Instruction A: According to the homeschool post, how many years has the family been homeschooling?

Selected extract:

------------------------

I love talking about homeschooling kids with dyslexia. That is because I believe so strongly in the freedom and flexibility that homeschooling provides for all families, regardless of how they learn.
However, if you’ve homeschooled for more than say, 5 minutes, you know that talking about homeschooling is much different than actually doing it!
Today I’m going to share with you a day in the life of our homeschool. I’m not posting our ideal schedule because, honestly, we are never able to stick to that plan in its entirety in any single day. Flexibility, mamas!
Meet the Family
We have 8 kids and have been homeschooling for over 20 years! Three kids have graduated, one is graduating this year and is largely independent. Hello math tutor!
That leaves us with:
- 7th grader
- 6th grader
- 3rd grader
A Day in the Life of Our Homeschool
5:30am: Alarm sounds. My husband and I get up early to get him on the road before traffic picks up in earnest.
6:00am: Today we work on a few invoices while having our morning detox shake. As an ‘older’ mom it is super important for me to stay fit and healthy. How else to keep up with those two rambunctious little boys! I do miss my morning coffee though.
6:30am: Hubby is off to work with our 18-year old son who is taking a year off of school to work in our family business after graduating high school last year.

------------------------

Task data:

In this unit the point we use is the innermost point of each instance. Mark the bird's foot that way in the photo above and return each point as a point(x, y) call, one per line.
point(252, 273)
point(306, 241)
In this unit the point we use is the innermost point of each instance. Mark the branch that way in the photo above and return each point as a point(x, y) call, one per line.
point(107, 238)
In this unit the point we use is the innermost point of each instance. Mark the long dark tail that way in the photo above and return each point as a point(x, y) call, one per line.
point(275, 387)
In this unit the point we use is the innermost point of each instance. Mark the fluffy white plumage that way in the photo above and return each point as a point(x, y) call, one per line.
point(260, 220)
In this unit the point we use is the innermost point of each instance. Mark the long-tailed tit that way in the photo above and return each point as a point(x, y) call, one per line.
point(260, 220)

------------------------

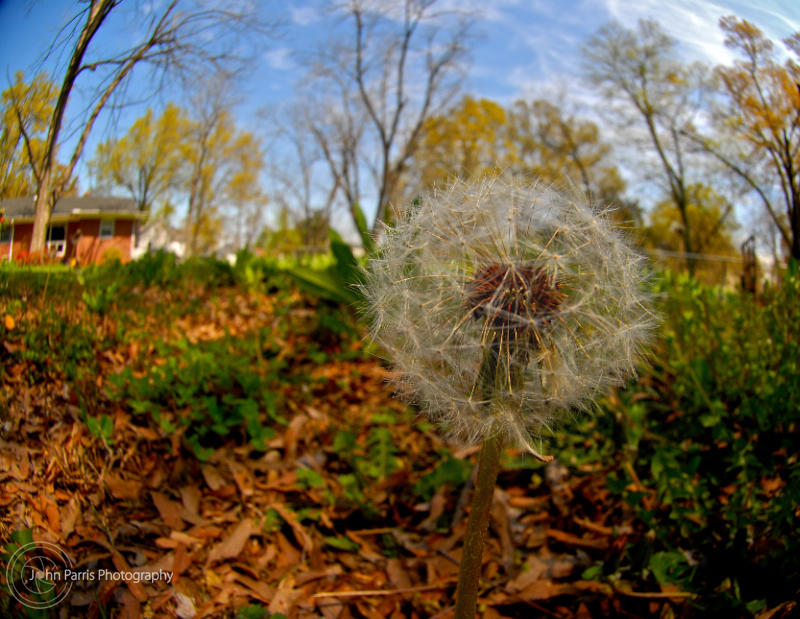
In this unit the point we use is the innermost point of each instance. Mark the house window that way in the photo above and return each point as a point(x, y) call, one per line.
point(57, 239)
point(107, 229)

------------------------

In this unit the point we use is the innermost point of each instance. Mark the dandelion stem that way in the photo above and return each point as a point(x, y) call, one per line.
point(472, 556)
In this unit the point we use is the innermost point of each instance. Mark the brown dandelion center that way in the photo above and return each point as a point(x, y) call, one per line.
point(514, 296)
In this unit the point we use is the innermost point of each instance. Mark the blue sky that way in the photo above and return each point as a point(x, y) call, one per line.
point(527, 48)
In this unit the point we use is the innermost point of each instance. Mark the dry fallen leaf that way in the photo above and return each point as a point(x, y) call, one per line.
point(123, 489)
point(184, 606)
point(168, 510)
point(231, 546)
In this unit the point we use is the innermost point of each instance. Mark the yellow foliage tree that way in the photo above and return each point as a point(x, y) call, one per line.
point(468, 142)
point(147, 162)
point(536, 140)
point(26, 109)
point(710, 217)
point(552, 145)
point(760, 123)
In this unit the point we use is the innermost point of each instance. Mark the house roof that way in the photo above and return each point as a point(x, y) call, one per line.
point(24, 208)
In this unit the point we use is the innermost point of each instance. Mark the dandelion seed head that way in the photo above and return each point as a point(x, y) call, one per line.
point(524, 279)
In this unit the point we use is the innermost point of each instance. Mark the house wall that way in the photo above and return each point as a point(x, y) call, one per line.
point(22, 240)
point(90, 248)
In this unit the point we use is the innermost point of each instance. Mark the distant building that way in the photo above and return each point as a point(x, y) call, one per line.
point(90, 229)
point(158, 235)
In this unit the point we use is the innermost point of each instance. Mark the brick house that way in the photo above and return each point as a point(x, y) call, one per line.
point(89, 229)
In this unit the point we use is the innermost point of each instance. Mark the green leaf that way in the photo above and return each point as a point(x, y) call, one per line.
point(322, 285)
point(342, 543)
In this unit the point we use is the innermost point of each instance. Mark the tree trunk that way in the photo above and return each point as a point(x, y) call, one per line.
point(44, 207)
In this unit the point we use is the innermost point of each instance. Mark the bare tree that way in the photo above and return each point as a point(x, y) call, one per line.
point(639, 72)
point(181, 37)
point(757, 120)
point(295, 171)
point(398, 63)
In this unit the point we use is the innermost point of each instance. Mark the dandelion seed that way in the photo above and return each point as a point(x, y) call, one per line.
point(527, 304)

------------------------

Instruction B: In the records, take the lines starting with the line with "dandelion seed head" and going on through the line with "point(524, 279)", switch "seed head" to "puffball", and give back only those lines with nothing else changed.

Written response A: Over 20 years.

Written response B:
In this unit the point we use is the innermost point of each instance. Mark the dandelion puffball that way in the photo above and return each point as a point(x, y) call, one per line.
point(524, 279)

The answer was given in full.